- _EXTRACTED MATERIAL_
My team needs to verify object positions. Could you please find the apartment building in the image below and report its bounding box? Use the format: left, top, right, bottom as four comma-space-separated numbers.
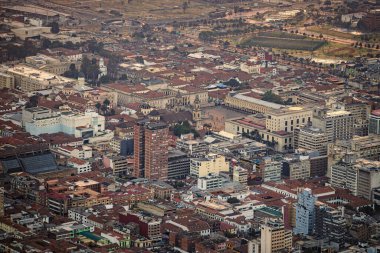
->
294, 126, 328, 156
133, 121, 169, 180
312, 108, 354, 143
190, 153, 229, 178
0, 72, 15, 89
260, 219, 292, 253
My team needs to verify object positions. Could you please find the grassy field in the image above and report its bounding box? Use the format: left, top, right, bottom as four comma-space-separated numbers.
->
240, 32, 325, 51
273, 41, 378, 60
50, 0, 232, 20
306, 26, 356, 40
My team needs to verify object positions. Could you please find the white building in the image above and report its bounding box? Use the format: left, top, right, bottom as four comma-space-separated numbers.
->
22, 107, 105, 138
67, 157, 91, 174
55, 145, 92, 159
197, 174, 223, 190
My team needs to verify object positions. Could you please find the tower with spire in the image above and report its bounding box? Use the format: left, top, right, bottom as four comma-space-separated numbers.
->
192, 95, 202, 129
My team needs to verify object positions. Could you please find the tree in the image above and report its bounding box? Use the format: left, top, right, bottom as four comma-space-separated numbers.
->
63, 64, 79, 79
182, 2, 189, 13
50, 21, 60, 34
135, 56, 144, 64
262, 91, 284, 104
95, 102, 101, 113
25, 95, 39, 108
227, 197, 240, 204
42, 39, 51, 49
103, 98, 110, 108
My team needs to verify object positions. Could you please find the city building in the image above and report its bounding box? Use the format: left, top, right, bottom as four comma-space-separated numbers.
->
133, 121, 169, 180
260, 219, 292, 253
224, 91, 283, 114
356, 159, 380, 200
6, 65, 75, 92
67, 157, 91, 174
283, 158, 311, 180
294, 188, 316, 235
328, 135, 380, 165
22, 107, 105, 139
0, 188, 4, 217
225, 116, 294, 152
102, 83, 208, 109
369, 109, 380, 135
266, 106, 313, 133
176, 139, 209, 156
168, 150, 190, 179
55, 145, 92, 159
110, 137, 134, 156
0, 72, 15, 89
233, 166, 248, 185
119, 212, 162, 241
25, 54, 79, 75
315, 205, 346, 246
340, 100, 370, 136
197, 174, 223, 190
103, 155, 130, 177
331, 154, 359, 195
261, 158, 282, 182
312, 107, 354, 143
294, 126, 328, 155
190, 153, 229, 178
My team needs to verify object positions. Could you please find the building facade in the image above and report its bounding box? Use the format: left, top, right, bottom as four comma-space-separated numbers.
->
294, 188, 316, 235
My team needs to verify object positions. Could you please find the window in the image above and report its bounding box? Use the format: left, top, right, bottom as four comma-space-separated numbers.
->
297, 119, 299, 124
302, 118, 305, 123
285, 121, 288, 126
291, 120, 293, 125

- _YOUR TASK_
Please make your reply exactly the lines from the one containing "find the tower" through the end of the entries above, and nothing more.

- _OUTPUT_
My team needs to verify object positions. Could you please find the tower with spire in the image above and report its bounding box? Use the format: left, top, right, bottom as four comma-space-separated numbers.
->
192, 95, 202, 129
My team needs to verify object positions. Could you please find the tree in the image above and report its bounding box? Use the format: left, top, right, bottom as four comma-space-separated numbers.
->
63, 64, 79, 79
182, 2, 189, 13
50, 21, 60, 34
135, 56, 144, 64
262, 91, 284, 104
95, 102, 101, 113
25, 95, 39, 108
227, 197, 240, 204
42, 39, 51, 49
103, 98, 110, 108
My team needs to verify object positions. Could you please find the city building in the image above and report its bounding box? Use the format: left, top, right, bottom as four comma-space-separated numbers.
->
133, 121, 169, 180
260, 219, 292, 253
224, 91, 283, 114
356, 159, 380, 200
6, 65, 75, 92
67, 157, 91, 174
283, 158, 311, 180
294, 188, 316, 235
328, 135, 380, 165
22, 107, 105, 139
0, 188, 4, 217
225, 116, 294, 152
102, 83, 208, 109
369, 109, 380, 135
266, 106, 313, 133
176, 139, 209, 156
168, 150, 190, 179
55, 145, 92, 159
110, 137, 134, 156
0, 72, 15, 89
233, 166, 248, 185
119, 212, 162, 241
25, 54, 79, 75
315, 205, 346, 246
340, 100, 370, 136
197, 174, 223, 190
103, 155, 130, 177
331, 154, 359, 195
261, 158, 282, 182
312, 107, 354, 143
294, 126, 328, 155
190, 153, 229, 178
My team needs to verify object positions. Could you please find the building facade in the image above and report its bounding box? Use the format: left, top, right, bottom as four comma-space-separated numbers.
->
294, 188, 316, 235
My team needs to verify object positions. Could you please find the window in the image above and report its bounding box? Use the format: left, top, right, bottom as four comma-space-separated numbers.
->
297, 119, 299, 124
302, 118, 305, 123
285, 121, 288, 126
291, 120, 293, 125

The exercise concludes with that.